■ Records for the exercise:
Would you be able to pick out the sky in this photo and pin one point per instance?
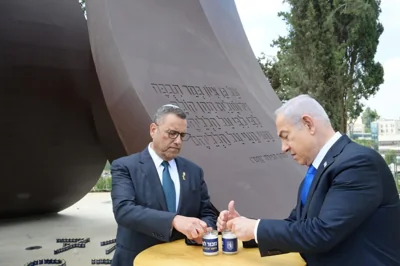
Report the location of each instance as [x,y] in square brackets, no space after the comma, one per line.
[262,25]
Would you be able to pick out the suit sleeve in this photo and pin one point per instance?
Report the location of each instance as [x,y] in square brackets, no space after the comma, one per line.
[292,216]
[355,193]
[129,214]
[207,213]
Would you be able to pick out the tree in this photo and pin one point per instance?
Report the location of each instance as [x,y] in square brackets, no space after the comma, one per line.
[269,67]
[390,157]
[329,53]
[368,117]
[368,143]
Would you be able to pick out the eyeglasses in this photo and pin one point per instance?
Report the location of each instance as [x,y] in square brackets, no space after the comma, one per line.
[172,134]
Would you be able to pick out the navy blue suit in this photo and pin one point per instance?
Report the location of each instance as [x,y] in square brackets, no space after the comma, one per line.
[140,208]
[351,216]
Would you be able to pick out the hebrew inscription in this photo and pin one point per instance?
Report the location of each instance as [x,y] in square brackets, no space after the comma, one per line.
[218,117]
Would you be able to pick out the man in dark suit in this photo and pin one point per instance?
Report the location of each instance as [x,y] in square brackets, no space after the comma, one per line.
[157,196]
[348,208]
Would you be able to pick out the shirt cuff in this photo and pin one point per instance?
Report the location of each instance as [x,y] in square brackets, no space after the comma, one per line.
[255,230]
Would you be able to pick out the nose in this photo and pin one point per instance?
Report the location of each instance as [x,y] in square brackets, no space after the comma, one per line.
[285,147]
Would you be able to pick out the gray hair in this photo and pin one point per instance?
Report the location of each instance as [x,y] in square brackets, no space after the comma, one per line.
[168,109]
[301,105]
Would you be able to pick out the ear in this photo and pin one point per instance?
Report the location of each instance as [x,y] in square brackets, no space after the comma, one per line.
[153,128]
[308,123]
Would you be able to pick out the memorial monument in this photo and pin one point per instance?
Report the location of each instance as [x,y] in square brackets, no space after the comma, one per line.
[195,54]
[65,112]
[50,149]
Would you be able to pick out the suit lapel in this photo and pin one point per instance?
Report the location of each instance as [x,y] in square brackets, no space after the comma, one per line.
[184,181]
[152,177]
[328,160]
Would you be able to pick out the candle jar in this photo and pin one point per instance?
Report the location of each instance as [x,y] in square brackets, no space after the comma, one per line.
[210,243]
[229,243]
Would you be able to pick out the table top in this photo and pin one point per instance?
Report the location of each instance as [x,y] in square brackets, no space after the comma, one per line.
[178,253]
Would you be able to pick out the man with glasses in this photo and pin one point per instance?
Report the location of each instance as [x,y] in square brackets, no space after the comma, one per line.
[158,196]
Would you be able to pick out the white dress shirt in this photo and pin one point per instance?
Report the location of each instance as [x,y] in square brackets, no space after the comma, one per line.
[317,161]
[173,171]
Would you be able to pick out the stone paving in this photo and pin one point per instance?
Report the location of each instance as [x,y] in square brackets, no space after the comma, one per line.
[90,217]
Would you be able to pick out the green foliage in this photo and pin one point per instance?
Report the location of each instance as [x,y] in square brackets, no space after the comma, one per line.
[390,157]
[329,53]
[368,117]
[83,4]
[368,143]
[103,184]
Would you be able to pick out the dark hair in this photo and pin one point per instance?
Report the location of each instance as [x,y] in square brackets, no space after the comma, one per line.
[168,109]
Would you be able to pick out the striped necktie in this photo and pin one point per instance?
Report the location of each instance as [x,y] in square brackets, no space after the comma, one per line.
[169,188]
[307,183]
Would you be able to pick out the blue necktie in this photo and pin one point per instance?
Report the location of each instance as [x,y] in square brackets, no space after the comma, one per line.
[169,188]
[307,183]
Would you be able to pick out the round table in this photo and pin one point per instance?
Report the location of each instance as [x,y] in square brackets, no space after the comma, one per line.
[178,253]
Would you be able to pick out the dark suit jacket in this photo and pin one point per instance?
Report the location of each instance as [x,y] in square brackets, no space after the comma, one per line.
[140,208]
[351,216]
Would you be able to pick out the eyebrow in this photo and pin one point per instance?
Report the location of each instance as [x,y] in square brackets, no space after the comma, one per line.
[282,132]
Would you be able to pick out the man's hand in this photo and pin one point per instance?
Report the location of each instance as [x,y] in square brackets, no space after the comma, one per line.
[192,228]
[242,227]
[227,215]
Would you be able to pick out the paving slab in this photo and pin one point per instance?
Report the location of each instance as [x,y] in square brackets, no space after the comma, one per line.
[91,217]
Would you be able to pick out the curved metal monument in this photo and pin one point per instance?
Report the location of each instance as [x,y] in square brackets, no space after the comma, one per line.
[50,151]
[195,54]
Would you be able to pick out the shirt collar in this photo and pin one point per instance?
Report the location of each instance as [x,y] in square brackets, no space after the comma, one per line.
[320,156]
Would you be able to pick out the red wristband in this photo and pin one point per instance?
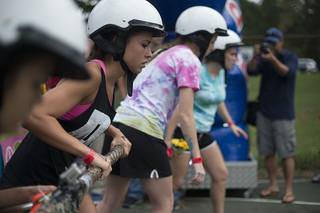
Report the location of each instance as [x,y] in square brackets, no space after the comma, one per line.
[89,158]
[197,160]
[230,123]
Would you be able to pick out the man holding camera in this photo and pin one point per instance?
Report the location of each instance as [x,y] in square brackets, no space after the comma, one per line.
[275,118]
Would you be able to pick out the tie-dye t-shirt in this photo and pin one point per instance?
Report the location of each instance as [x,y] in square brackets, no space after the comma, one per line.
[212,92]
[156,90]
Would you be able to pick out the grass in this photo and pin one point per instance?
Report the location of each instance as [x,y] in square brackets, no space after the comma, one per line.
[307,109]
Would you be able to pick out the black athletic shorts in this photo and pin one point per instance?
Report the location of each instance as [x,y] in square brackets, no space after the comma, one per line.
[147,158]
[205,140]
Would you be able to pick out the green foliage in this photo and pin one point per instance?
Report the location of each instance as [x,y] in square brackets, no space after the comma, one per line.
[292,17]
[307,122]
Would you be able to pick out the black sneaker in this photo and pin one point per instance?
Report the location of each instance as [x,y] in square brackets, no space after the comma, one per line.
[131,202]
[176,206]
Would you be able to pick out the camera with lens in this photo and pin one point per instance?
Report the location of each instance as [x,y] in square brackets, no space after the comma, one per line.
[264,46]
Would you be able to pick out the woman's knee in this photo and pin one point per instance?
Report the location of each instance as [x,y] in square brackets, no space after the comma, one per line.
[220,174]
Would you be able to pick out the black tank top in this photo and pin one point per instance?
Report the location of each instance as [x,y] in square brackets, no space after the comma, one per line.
[36,162]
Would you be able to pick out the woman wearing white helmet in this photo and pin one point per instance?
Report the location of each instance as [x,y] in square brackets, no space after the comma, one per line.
[74,113]
[170,77]
[31,49]
[207,101]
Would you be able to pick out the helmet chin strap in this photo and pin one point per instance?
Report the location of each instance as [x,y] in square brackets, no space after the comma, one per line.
[202,44]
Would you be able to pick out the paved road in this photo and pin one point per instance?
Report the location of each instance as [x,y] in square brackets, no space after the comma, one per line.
[307,201]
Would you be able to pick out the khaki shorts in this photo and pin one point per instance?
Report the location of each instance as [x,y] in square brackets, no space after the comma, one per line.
[276,136]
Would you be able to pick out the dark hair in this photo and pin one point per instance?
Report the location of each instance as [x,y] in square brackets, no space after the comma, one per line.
[96,51]
[99,53]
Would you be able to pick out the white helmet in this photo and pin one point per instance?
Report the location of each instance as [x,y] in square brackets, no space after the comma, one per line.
[233,40]
[120,17]
[199,19]
[55,26]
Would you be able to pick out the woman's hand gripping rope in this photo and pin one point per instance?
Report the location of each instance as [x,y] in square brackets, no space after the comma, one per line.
[72,188]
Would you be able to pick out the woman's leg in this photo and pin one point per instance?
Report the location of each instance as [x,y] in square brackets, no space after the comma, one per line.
[214,163]
[116,189]
[87,205]
[179,166]
[160,193]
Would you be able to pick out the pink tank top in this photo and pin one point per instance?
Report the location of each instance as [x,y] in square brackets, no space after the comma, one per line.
[79,109]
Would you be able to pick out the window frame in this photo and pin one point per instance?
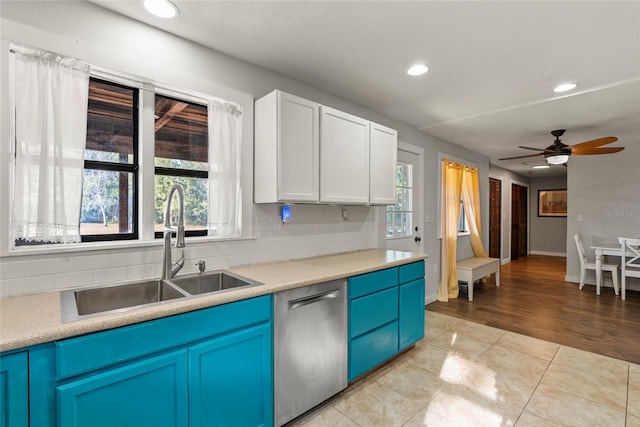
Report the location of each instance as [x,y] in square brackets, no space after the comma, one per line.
[202,93]
[402,212]
[179,172]
[132,168]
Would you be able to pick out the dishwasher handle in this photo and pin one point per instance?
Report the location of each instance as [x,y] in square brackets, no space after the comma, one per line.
[301,302]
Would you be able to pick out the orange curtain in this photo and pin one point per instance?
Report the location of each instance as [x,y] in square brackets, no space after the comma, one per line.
[471,202]
[449,214]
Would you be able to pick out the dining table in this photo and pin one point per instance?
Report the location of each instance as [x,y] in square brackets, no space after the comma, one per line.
[601,250]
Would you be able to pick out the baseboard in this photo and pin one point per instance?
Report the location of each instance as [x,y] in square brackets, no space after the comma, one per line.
[562,254]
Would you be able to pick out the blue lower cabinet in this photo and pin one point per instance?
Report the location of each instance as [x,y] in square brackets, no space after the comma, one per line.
[152,392]
[14,390]
[411,322]
[371,349]
[213,369]
[231,380]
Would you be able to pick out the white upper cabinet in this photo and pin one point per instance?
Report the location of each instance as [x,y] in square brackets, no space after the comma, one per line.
[344,157]
[286,149]
[309,153]
[383,149]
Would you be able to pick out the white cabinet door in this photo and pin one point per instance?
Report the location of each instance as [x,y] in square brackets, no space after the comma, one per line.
[286,149]
[344,157]
[383,147]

■ What you will do: Would you print, exactly as written, every line above from the one holding "Would you be able to pick out the man holding" through the one holding "Would you be able to pick out the black tank", with both included and no other lines?

■ Task result:
Would you be able to pick out the man holding camera in this photo and pin one point per instance?
Report the location of each instance as [x,y] in square brackets, no space after the comma, one per line.
[275,118]
Would you be able to pick out the tie-dye t-shirt in this photo and pin one point per instance?
Report the location of each instance as [x,y] in square brackets, no space after the comma, one per line.
[212,92]
[156,90]
Would you be able to pick out the grass in this photo and pin one point per instance?
Report the location of each instance as [x,y] in square brackets, no space after the comma, one per line.
[307,109]
Would you be able to pick out the black athletic shorts in this photo and pin one point per instance?
Report the location of each instance as [x,y] in square brackets, no space after the comma, one per line.
[147,158]
[205,140]
Would you be able to pick out the green foliage in this photo and pin one point per instance?
Report the location of each instance as [x,y] in square brackets, no space after the comma, one per line.
[292,17]
[307,122]
Would you be able to pick out the black sneaker in this photo and pin one point per instance?
Report the location of each instance as [x,y] in square brackets, no space after the comma, one per line.
[131,202]
[176,206]
Would you be able to pick out the camera with lens in this photo and pin one point per instance?
Report the location of each instance as [x,y] in square brackets, no space after the comma, one per line.
[264,46]
Would you be able to pick out the woman's knee in this photo and pin one point per instance?
Report the location of each instance as [x,y] in square brackets, no space after the comma, one per line.
[220,174]
Would you be able to pick out the black tank top in this photo and pin one point per instance?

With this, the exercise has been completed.